- PROVIDED TEXT -
[Start of section]

Former Gov. Andrew Cuomo testifies before the House Select Subcommittee...

Former Gov. Andrew Cuomo testifies before the House Select Subcommittee on the Coronavirus Pandemic on Capitol Hill in Washington Tuesday. Credit: AP/Cliff Owen

The House Select Subcommittee on the Coronavirus Pandemic on Tuesday provided a dramatic forum for the most bitter public exchanges of blame for the death of nursing home residents in New York from COVID-19.

The dramatic, partisan-charged confrontation was a long time coming — made even more barbed by the fact it came less than two months before the national elections.

Leaders of the committee from the chamber’s Republican majority accused former Gov. Andrew M. Cuomo of blithely directing a vulnerable population out of hospitals into nursing homes beginning in 2020 without regard to the lethal consequences. They cited documents and testimony to support what they called his administration’s manipulating numbers in a way that downplayed that category of deaths, and issuing a directive barring nursing facilities not to turn away clients with the virus, worsening the spread.

[End of section]

- WORK REQUEST -
Answer these questions from the article about Andrew Cuomo's testimony:
1. Which body did Andrew Cuomo testify before?
2. How long before the national elections did the confrontation take place?
3. Which party held the majority in the chamber?
The records have no connection to the article about Andrew Cuomo's testimony.

- INFORMATION PROVIDED -
[Start of section]

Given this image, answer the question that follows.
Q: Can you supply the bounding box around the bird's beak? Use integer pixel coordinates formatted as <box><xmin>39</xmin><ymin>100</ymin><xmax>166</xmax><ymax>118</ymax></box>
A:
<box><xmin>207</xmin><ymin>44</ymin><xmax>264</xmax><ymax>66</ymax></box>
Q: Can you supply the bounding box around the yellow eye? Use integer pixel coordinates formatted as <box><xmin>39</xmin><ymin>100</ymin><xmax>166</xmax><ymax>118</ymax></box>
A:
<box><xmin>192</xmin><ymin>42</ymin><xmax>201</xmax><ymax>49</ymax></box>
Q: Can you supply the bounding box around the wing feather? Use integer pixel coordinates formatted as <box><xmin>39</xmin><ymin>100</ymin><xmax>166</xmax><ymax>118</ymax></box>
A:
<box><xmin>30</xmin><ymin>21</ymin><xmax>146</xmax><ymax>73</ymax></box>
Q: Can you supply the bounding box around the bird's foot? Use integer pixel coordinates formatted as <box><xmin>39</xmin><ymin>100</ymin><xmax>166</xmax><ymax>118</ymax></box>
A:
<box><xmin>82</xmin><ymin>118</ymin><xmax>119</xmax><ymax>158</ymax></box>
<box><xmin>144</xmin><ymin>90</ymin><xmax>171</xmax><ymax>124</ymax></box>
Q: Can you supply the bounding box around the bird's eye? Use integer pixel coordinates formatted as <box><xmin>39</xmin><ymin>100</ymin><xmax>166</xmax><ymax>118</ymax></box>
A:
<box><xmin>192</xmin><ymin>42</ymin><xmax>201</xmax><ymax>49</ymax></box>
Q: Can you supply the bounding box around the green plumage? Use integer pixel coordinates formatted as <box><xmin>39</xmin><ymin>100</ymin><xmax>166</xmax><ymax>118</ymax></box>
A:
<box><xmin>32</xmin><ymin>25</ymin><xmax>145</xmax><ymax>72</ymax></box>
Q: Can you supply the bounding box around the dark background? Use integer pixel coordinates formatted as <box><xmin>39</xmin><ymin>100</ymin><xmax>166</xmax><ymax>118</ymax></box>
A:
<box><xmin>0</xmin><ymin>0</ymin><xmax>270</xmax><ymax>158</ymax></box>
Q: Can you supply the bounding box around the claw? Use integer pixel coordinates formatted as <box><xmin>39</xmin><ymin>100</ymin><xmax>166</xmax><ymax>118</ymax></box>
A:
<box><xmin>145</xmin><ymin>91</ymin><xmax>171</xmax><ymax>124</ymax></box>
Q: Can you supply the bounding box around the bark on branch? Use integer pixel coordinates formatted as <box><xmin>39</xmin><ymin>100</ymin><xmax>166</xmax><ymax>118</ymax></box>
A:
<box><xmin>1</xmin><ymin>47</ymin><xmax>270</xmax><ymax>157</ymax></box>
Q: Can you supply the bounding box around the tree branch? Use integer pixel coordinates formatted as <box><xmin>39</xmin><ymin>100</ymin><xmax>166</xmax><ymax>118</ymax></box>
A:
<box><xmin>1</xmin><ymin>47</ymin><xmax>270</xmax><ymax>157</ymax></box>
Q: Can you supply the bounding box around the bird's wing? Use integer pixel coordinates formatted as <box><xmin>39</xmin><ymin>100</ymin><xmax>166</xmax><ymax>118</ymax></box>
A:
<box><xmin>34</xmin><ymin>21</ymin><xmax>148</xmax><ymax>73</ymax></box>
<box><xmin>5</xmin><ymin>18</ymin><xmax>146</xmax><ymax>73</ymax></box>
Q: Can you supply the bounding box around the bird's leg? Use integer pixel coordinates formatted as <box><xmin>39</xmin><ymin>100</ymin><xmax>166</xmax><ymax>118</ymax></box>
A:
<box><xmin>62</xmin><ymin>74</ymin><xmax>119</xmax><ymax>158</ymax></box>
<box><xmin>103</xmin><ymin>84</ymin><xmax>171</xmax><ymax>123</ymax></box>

[End of section]

- ANSWER TO THE PROBLEM -
1. The House Select Subcommittee on the Coronavirus Pandemic
2. Less than two months
3. The Republican Party